◆ INPUT
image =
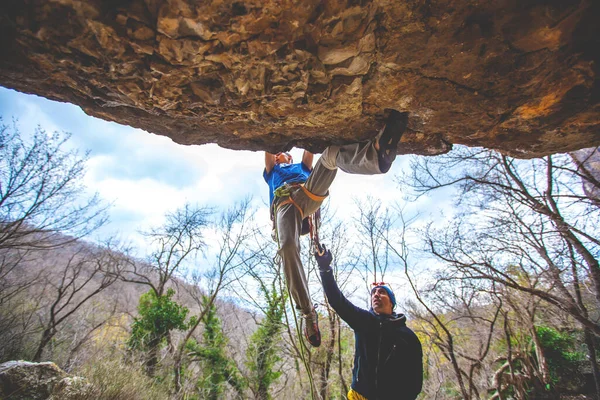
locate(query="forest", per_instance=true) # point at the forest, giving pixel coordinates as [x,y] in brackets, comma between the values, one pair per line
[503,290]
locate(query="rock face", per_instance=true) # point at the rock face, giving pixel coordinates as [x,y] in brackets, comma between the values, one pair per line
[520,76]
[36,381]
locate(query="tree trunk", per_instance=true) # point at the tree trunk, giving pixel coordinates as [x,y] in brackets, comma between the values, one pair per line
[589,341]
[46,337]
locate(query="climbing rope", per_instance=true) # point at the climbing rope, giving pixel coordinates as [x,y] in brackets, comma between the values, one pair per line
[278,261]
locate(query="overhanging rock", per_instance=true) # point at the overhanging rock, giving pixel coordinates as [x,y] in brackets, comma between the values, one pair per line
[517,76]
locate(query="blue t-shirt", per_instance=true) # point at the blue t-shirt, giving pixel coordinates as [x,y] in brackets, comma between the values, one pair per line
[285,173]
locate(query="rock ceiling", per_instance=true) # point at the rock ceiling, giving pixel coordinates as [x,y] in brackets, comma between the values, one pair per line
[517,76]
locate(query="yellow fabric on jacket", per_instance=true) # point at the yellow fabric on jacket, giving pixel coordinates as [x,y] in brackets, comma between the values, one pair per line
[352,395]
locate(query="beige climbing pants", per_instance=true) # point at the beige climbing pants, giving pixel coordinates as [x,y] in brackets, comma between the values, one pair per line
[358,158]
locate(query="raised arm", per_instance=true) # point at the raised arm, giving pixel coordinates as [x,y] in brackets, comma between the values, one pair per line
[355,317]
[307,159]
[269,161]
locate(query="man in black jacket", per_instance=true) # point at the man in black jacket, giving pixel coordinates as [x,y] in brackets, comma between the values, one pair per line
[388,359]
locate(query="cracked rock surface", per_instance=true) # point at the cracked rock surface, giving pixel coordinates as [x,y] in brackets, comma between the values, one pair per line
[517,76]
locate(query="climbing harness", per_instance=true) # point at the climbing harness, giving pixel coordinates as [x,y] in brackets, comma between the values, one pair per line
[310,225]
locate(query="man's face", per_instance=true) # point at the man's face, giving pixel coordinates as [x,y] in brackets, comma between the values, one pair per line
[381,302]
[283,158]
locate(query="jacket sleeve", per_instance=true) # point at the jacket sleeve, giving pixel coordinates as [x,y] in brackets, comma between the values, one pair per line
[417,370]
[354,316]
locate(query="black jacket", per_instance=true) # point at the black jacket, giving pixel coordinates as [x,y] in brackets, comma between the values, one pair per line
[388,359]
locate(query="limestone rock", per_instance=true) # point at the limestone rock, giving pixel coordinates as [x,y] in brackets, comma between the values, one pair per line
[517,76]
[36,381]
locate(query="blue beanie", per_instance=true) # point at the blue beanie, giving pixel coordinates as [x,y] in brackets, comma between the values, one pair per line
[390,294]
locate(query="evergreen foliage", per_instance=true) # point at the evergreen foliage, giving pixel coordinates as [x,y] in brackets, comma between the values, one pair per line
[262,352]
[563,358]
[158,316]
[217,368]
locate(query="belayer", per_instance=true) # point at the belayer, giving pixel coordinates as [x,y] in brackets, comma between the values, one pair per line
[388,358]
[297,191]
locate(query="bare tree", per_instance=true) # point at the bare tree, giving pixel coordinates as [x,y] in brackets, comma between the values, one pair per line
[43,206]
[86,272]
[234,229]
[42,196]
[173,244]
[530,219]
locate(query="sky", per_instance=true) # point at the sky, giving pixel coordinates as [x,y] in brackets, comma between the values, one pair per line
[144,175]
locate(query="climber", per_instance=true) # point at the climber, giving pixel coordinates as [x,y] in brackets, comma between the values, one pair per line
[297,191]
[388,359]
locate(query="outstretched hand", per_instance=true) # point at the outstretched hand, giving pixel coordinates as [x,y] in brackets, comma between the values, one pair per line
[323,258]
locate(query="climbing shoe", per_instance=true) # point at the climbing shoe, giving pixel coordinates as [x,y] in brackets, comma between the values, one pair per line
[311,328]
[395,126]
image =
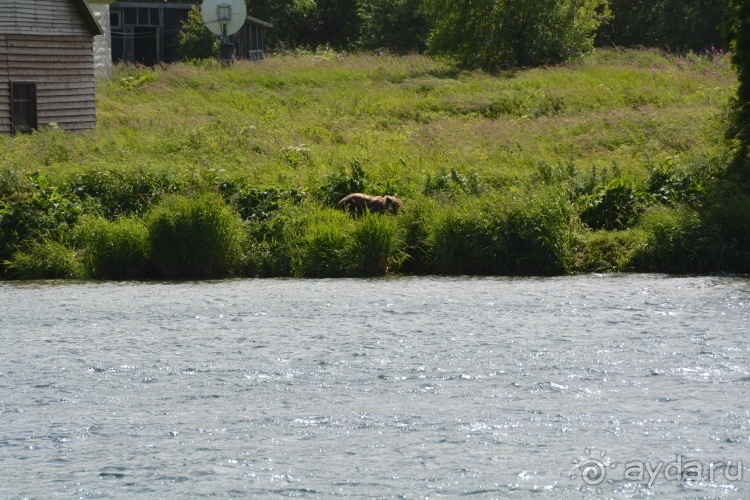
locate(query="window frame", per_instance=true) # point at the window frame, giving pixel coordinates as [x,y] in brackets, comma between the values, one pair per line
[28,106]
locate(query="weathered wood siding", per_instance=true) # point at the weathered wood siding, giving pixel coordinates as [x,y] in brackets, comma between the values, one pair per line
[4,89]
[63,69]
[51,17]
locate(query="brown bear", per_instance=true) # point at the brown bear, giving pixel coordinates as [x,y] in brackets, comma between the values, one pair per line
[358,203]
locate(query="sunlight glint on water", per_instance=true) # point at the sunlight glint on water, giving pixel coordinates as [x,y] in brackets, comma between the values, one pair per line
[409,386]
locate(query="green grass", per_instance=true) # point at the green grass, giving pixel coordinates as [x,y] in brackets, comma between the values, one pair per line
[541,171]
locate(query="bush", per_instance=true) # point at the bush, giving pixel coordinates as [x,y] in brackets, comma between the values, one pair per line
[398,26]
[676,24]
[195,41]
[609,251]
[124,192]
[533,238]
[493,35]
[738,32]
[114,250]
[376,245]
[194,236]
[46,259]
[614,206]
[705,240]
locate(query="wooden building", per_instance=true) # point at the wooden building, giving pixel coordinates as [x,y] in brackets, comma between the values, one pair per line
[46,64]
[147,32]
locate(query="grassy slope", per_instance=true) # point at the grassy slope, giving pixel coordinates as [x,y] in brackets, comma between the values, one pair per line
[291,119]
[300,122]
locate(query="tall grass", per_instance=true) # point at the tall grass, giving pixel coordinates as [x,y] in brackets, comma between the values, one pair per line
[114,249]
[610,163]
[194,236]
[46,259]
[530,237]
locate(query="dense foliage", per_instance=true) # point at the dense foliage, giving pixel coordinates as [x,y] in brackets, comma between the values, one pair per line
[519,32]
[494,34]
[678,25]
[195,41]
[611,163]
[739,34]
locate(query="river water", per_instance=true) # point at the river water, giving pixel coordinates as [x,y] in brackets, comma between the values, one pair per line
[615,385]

...

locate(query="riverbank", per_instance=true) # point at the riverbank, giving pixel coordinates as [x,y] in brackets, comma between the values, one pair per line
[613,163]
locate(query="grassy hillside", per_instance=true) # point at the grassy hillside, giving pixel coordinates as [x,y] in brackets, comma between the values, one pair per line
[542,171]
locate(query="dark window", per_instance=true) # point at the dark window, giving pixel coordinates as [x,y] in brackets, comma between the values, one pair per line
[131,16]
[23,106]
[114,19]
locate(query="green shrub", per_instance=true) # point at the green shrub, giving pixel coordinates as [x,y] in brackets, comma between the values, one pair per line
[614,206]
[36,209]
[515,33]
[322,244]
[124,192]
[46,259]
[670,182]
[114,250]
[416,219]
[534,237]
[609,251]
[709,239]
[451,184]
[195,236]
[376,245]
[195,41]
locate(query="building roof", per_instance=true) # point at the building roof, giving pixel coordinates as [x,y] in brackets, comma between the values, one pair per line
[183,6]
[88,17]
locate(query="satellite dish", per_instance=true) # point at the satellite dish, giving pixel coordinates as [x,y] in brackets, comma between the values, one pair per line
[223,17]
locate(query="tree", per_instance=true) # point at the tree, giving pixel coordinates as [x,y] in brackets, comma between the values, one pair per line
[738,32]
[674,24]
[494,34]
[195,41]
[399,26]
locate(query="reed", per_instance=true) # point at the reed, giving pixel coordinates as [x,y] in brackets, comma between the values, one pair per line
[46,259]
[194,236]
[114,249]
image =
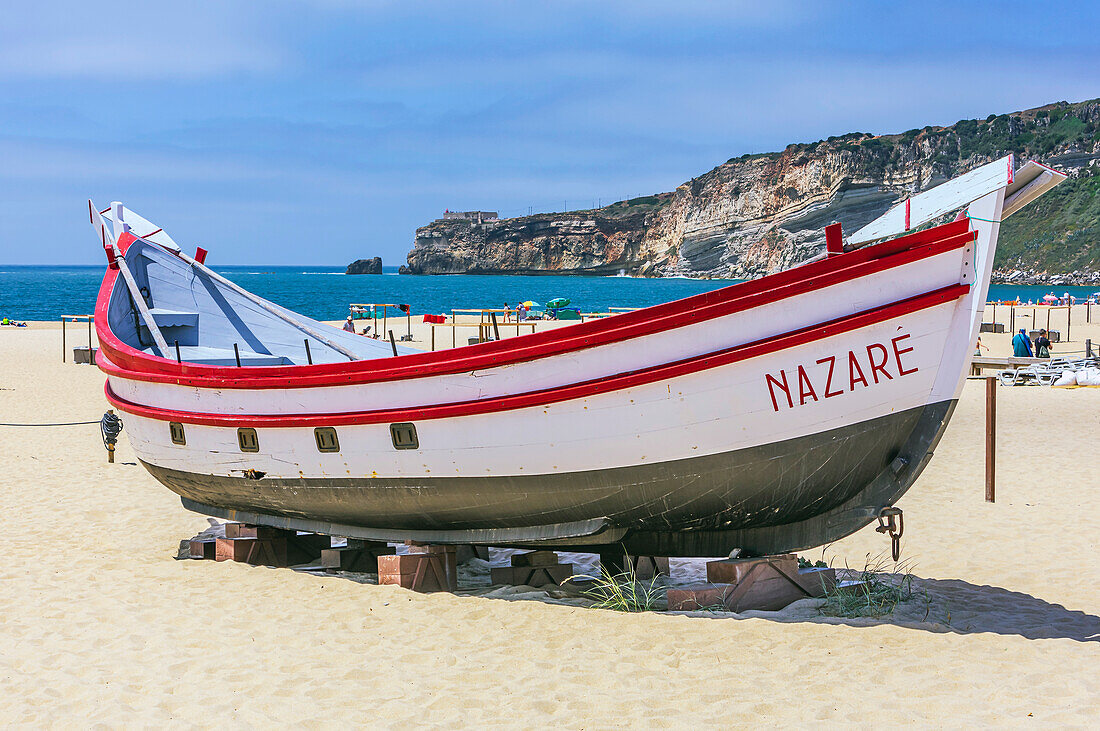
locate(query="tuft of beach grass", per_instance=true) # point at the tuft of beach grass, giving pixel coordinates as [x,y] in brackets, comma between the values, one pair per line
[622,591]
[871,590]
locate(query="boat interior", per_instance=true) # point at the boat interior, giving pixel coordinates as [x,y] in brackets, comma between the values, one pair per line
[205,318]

◆ TASK DESCRIPTION
Select every line in the data above that contains the string "building" and copy each one out in full.

◆ WRITTEN SOLUTION
locate(query="wooden building", per_instance=true) # point at the wooden building, giving pixel coordinates as [x,y] in brackets, comma between the values, one pair per line
locate(query="building roof", per_instance=true) # point at the building roof, giving pixel coordinates as [x,y] in brackets, comma between the values, one pair per line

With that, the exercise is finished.